(Records excerpted from a collection)
/---

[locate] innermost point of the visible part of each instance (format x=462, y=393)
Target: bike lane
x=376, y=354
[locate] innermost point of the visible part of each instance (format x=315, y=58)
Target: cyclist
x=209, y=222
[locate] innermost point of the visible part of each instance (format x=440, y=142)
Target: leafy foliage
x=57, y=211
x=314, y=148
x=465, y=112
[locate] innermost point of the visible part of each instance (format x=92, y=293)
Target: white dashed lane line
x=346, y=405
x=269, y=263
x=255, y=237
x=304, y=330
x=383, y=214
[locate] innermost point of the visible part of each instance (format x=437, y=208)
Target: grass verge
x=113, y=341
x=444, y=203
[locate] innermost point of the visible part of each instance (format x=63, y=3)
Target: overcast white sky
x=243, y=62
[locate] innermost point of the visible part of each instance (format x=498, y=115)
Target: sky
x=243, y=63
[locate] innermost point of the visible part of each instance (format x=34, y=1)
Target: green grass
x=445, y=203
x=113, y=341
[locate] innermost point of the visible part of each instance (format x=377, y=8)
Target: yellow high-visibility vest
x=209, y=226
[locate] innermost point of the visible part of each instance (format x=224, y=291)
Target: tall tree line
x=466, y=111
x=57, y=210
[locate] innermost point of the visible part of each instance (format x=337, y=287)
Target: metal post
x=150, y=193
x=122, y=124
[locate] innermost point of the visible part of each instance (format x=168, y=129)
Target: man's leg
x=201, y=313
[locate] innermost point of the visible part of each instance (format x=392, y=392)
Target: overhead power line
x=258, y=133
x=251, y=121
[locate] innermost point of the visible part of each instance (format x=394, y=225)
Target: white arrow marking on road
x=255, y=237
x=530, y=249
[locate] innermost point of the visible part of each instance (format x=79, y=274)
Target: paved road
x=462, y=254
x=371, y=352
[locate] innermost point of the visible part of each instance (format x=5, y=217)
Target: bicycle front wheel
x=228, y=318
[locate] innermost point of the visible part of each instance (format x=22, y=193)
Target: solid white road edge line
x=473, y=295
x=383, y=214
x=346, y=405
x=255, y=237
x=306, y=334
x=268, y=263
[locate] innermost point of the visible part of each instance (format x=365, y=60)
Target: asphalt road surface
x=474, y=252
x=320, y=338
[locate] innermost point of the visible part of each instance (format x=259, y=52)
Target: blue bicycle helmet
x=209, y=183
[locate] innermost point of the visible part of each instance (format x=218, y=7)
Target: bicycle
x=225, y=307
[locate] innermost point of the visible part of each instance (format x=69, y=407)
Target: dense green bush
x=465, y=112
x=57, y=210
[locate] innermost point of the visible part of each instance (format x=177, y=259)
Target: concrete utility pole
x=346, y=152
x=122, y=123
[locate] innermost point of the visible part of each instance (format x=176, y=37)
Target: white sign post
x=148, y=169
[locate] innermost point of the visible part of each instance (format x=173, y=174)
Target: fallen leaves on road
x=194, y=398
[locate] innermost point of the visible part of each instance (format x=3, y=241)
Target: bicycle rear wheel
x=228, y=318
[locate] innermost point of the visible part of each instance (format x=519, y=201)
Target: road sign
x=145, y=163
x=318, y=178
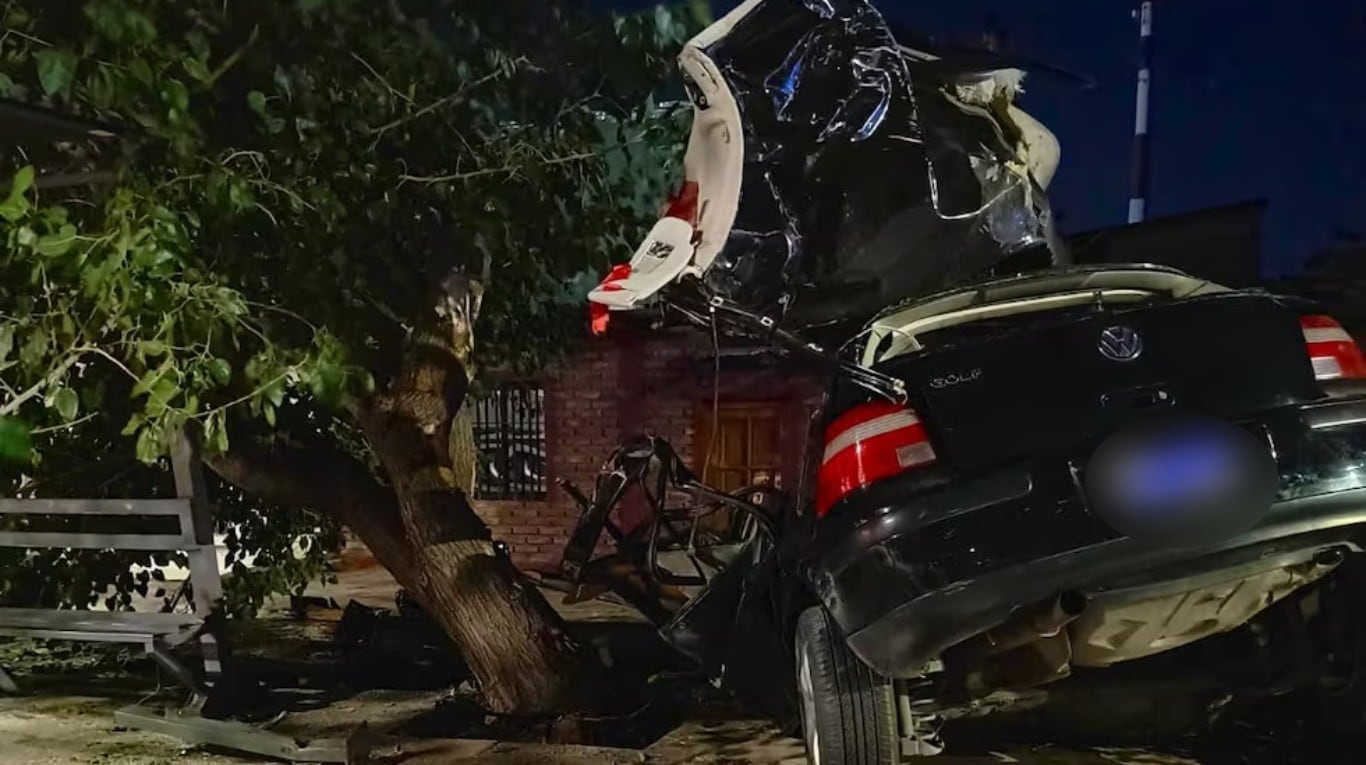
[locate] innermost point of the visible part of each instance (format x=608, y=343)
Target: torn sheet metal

\---

Exercise details » This calls for an exact copy of all the entries above, with the pictures omitted.

Task answer »
[locate] innermost point of the visible part of each instance (format x=462, y=393)
Target: bike lane
x=376, y=354
[locate] innermost point of the visible part of each instance (format x=315, y=58)
Target: cyclist
x=209, y=222
[locate] innermost point of the visible part of each instance (format x=440, y=142)
Target: leafy foliage
x=57, y=211
x=314, y=148
x=465, y=112
[locate] innermost point of the visible part of each instance (format x=92, y=293)
Target: white dashed lane line
x=346, y=405
x=269, y=263
x=255, y=237
x=304, y=330
x=383, y=214
[locate] innermost point of the visible part of each instance (format x=437, y=208)
Target: grass verge
x=113, y=341
x=444, y=203
[locate] innermost point of the visible part of each instance (format x=63, y=3)
Target: overcast white sky
x=243, y=62
[locate] innermost point of the visible part of each instance (format x=498, y=115)
Target: sky
x=243, y=63
[locate] innermost point of the visible part of each instance (format x=34, y=1)
Target: green grass
x=445, y=203
x=113, y=341
[locate] innermost point of the visible part of each instance (format x=377, y=8)
Target: yellow high-visibility vest
x=209, y=226
[locate] innermost point of the visible part of each instance (format x=224, y=291)
Target: tall tree line
x=466, y=111
x=57, y=210
[locate] innermost point of the visible part of each instance (format x=337, y=287)
Target: metal post
x=150, y=193
x=122, y=124
[locate] innermost point of the visible part of each instance (format x=168, y=129)
Target: man's leg
x=201, y=313
[locate] innermost point of the visible part of each instance (format x=392, y=392)
Target: overhead power line
x=258, y=133
x=251, y=121
[locate] innermost point of the visible part of each instance (format x=394, y=225)
Target: white arrow marking on road
x=255, y=237
x=530, y=249
[locate] innermost point of the visible part of each instance (format x=79, y=274)
Target: paved road
x=462, y=254
x=371, y=352
[locate] innermost point of the visible part of each instance (format x=5, y=217)
Target: bicycle front wheel
x=228, y=318
[locate] innermost point of the visible part of each instance (format x=22, y=193)
Target: solid white road edge line
x=473, y=295
x=383, y=214
x=346, y=405
x=255, y=237
x=306, y=334
x=268, y=263
[locate] innermost point of the visible part of each instance (format x=365, y=60)
Target: asphalt road surface
x=474, y=252
x=320, y=338
[locate] innermost point of the visible part of each instance (format x=259, y=52)
Target: blue bicycle helmet
x=209, y=183
[locate] innermost point of the visible part of each instance (format x=218, y=7)
Target: bicycle
x=225, y=307
[locate] innermost point of the visible part of each instance (format x=69, y=407)
Target: dense green bush
x=465, y=112
x=57, y=210
[locate] innermost point of the visible part of each instance (format x=177, y=259)
Target: concrete utility pole
x=346, y=152
x=122, y=123
[locate] innermost point of the visible part of each instance (format x=176, y=37)
Target: white sign post
x=148, y=169
[locate] innermost point of the visible part of each instance (format x=173, y=174)
Target: fallen leaves on road
x=194, y=398
[locate] innermost point of the visible part of each instance (format x=3, y=241)
Target: bicycle rear wheel
x=228, y=318
[locate] innermost point of the visible part of each instance (format x=519, y=201)
Target: road sign
x=145, y=163
x=318, y=178
[locate] innermost point of the visible part of each instance (format x=608, y=343)
Target: torn sheet metal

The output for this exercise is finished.